Professional Development – 2025 – Week 39

AI

AI-Generated “Workslop” Is Destroying Productivity

  • Workslop = “AI generated work content that masquerades as good work, but lacks the substance to meaningfully advance a given task”
  • Instead of polishing good work, people use tools to generate content where the burden of evaluating quality is shifted to the receiver.
  • The workslop “tax” is paid by the consumer — decoding the content, determining if context is false or missing, etc. You can spend more time trying to get the actual answer.
  • There’s an interpersonal cost when you send your coworkers workslop (you could be viewed as less creative, capable, trustworthy, or intelligent).
  • Solutions: Develop guidance for employees to use AI tools (instead of “AI everywhere all the time”), use AI purposefully rather than using it to avoid doing work, frame AI as a collaborative tool rather than a shortcut, uphold the same standards of excellence whether done by humans or AI.

Generative AI Foundations: Generative AI in Action

This course covers scenarios when common GenAI tools are useful and reasons they fall short for specific tasks. I learned about some sites (theresanaiforthat.com, futurepedia.io, producthunt.com, LMSYS) to help navigate the expanding landscape of AI tools and services. It also covers various factors to consider when evaluating such tools.

Assessing Data Readiness for Generative AI

This course covers how to assess and prepare data that will be used for AI solutions.

95% of People STILL Prompt ChatGPT-5 Wrong

  • ChatGPT now has a router to pick which underlying model to use. Adding “think hard about this” will force the router to select a higher reasoning model. Use this for higher risk tasks.
  • Specify output length to control verbosity. Shorter for critical information (100 words), medium for key takeaways (3-5 paragraphs), longer for comprehensive summaries (600-800 words).
  • Use better prompts (i.e., meta prompting) by adding structure (instead of blocks of text), eliminating vagueness, adding error handling to handle conflicting instructions or missing data.
  • Use XML to specify sections — e.g., <prompt>, <task>, <context>, <requirements>.
  • Ask AI to create its own definition of excellence (rubric), grade its own work, and iterate until it creates the best result.

Software development

This Mental Model Changed How I Design Software FOREVER

  • Acceptance test driven design (ATDD) is even more important with agentic AI.
  • Code quality is still important even if AI writes it.
  • Principles you can add to your AI tool instructions:
    • Prefer simple, clean, maintainable solutions over clever or complex ones.

■ **EXTRACTED ENTRIES**:
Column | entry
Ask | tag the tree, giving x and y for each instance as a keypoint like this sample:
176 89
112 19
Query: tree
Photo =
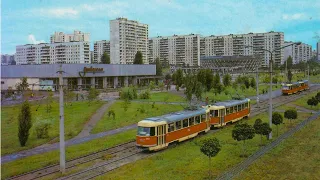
105 58
261 128
25 123
318 97
179 78
210 148
161 86
289 62
167 77
312 102
291 114
277 119
290 76
246 81
158 67
93 94
49 101
152 85
253 83
138 58
216 80
243 132
68 95
23 85
227 80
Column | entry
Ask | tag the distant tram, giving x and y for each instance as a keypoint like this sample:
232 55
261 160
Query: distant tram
158 132
293 88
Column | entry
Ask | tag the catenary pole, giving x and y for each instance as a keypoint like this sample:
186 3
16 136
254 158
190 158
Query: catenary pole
270 97
62 143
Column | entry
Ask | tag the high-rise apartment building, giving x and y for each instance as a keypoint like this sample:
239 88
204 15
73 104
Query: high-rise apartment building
299 53
235 45
318 51
178 50
126 38
44 53
99 48
7 58
77 36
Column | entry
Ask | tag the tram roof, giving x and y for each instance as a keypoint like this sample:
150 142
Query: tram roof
231 102
176 116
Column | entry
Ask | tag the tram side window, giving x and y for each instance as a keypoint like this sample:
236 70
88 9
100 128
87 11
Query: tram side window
235 108
152 131
170 127
185 123
197 119
178 125
212 113
203 118
191 121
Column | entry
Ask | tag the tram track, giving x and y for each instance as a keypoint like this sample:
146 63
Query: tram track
127 152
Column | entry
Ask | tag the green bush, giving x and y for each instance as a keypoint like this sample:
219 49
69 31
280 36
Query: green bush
145 95
42 129
129 93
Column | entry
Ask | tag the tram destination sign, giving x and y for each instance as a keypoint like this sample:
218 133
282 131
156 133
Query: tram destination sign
92 70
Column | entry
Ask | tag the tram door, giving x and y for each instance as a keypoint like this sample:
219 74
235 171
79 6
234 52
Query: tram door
161 134
222 113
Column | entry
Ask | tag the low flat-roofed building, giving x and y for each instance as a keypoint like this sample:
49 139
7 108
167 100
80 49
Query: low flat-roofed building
77 76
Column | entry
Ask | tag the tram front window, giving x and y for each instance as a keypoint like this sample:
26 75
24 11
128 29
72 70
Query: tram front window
146 131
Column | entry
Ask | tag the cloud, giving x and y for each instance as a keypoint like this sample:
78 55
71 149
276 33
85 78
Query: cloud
56 12
297 16
32 39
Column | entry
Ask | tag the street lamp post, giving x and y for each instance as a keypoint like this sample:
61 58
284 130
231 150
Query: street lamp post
270 89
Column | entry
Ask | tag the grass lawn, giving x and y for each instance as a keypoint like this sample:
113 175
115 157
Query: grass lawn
75 117
38 161
303 102
295 158
132 115
164 97
185 161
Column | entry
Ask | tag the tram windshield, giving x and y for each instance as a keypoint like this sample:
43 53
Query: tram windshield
285 87
146 131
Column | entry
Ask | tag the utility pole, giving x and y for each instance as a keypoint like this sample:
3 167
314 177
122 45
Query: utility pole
270 97
62 143
257 85
308 75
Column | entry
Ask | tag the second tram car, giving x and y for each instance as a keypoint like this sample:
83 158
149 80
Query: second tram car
158 132
222 113
293 88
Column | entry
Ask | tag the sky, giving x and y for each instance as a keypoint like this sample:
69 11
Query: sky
33 21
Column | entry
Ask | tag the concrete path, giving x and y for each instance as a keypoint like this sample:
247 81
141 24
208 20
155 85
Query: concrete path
94 120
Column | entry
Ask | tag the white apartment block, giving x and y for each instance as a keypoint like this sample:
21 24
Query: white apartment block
99 48
126 38
299 53
178 50
235 45
77 36
44 53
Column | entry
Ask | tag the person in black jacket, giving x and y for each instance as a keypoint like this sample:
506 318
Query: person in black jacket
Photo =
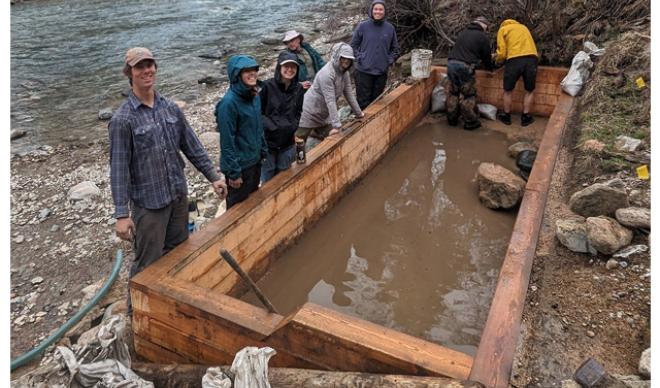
471 50
281 106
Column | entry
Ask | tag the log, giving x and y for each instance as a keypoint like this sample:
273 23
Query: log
190 375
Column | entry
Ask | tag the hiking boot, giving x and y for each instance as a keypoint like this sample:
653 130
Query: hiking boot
469 126
504 117
526 119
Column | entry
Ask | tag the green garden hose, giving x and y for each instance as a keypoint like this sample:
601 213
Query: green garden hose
24 358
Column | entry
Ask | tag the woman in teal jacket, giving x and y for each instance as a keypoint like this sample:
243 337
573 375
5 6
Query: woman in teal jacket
242 141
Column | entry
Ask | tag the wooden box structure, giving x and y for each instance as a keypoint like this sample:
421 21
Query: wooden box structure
185 305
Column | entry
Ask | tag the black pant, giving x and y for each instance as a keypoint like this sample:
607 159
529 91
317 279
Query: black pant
156 233
251 177
368 87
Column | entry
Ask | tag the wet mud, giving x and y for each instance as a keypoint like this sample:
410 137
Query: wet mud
410 247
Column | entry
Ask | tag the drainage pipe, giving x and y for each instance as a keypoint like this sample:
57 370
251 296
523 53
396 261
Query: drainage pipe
24 358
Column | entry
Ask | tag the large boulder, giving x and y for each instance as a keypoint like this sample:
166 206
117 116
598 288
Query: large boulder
640 198
84 191
634 217
597 200
499 187
606 235
572 233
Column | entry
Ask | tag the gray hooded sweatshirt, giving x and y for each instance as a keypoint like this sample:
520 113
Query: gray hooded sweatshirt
320 104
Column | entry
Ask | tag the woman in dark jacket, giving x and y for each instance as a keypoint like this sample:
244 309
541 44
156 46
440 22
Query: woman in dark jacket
281 105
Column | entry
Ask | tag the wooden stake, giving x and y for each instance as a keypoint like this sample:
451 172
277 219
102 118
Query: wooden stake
234 264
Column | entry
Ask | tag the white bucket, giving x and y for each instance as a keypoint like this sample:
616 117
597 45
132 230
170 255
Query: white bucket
420 63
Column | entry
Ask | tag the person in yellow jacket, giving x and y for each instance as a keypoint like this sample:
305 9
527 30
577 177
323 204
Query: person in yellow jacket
516 48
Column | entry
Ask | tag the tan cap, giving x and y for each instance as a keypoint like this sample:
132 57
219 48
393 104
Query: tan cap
137 54
290 35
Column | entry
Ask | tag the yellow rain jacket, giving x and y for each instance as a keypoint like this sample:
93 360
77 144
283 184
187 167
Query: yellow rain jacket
514 40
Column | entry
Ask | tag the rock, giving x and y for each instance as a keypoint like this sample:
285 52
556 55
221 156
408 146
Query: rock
631 250
105 114
645 364
17 134
634 217
89 337
499 187
627 144
572 233
344 112
519 147
84 191
44 213
606 235
598 199
210 140
616 183
570 384
612 264
210 80
632 381
592 145
640 198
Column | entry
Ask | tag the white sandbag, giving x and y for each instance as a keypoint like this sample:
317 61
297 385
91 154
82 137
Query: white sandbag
250 367
215 378
439 96
578 74
488 111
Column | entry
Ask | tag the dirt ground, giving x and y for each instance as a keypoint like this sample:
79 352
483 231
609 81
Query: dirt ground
576 308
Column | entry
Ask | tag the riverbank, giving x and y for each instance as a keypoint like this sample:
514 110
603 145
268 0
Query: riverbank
62 241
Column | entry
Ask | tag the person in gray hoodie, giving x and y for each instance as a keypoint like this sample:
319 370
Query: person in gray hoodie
376 48
319 117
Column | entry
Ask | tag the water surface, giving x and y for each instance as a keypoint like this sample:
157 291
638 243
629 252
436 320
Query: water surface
411 247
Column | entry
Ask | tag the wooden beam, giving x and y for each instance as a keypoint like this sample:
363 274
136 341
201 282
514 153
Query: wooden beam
494 360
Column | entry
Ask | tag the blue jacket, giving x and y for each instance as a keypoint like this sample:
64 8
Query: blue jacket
375 45
238 114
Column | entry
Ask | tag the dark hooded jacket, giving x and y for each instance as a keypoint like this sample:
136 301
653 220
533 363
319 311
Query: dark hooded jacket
238 115
375 44
320 103
280 107
472 46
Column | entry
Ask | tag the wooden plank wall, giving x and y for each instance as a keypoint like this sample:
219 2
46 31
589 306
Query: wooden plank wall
284 207
182 308
182 312
546 94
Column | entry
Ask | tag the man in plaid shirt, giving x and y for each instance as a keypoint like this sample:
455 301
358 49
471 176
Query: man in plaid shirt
146 134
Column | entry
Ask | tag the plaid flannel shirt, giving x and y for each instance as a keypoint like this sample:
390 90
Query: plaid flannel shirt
145 164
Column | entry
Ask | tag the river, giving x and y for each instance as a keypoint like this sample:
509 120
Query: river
67 55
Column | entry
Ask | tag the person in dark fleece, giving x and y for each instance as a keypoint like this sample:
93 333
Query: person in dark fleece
281 106
376 48
242 142
471 50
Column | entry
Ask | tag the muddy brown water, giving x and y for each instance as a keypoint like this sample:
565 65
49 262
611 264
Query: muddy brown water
410 247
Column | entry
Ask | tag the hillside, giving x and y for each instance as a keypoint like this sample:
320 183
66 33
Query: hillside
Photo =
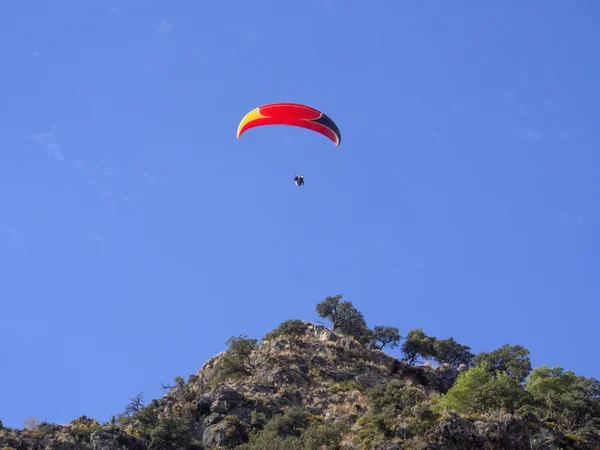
311 386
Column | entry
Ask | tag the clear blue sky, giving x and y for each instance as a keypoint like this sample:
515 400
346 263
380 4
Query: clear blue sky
137 233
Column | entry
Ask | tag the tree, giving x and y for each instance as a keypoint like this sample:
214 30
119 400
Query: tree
451 352
179 382
292 329
344 317
135 404
514 360
31 422
416 344
479 391
236 362
386 336
572 402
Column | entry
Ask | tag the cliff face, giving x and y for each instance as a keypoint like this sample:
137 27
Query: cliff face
314 391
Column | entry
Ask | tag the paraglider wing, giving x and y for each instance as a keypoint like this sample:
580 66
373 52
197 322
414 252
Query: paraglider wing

■ **BRIEF A**:
Answer these questions from the Week 39 notes:
(i) Who pays the workslop "tax"?
(ii) What output length do the notes suggest for critical information?
(iii) Which design approach is said to be even more important with agentic AI?
■ **BRIEF B**:
List every site the Week 39 notes name as a help for navigating the landscape of AI tools and services.

■ **WORKED SOLUTION A**:
(i) The consumer pays it.
(ii) 100 words.
(iii) Acceptance test driven design (ATDD).

■ **WORKED SOLUTION B**:
theresanaiforthat.com, futurepedia.io, producthunt.com, LMSYS